Set exercise> Extract each line in the dataset records below that contains the string "INPUT".

-- start of Dataset entries --

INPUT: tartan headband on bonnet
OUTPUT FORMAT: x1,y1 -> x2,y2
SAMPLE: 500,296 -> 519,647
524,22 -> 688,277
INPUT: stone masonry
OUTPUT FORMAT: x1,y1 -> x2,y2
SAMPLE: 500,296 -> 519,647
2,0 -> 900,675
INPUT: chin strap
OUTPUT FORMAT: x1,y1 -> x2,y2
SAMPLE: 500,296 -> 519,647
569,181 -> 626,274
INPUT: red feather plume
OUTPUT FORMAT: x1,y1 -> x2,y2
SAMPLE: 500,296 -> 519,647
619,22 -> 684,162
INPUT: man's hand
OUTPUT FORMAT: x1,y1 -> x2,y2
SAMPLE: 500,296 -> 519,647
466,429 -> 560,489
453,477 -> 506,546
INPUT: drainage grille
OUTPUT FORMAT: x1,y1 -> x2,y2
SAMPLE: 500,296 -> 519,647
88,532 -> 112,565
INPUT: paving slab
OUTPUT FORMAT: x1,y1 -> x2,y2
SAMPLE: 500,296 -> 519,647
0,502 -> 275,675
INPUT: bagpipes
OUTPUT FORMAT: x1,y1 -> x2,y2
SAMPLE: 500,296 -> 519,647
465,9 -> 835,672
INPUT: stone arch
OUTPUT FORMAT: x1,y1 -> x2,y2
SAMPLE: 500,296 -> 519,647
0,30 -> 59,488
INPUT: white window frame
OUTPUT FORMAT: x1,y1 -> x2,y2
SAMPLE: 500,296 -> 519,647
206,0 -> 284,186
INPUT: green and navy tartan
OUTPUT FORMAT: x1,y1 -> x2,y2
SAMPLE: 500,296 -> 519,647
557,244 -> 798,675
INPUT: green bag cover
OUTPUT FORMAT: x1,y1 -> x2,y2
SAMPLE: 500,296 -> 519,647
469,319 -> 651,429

-- end of Dataset entries --

Reply>
INPUT: tartan headband on bonnet
INPUT: stone masonry
INPUT: chin strap
INPUT: red feather plume
INPUT: man's hand
INPUT: drainage grille
INPUT: paving slab
INPUT: bagpipes
INPUT: stone arch
INPUT: white window frame
INPUT: green and navy tartan
INPUT: green bag cover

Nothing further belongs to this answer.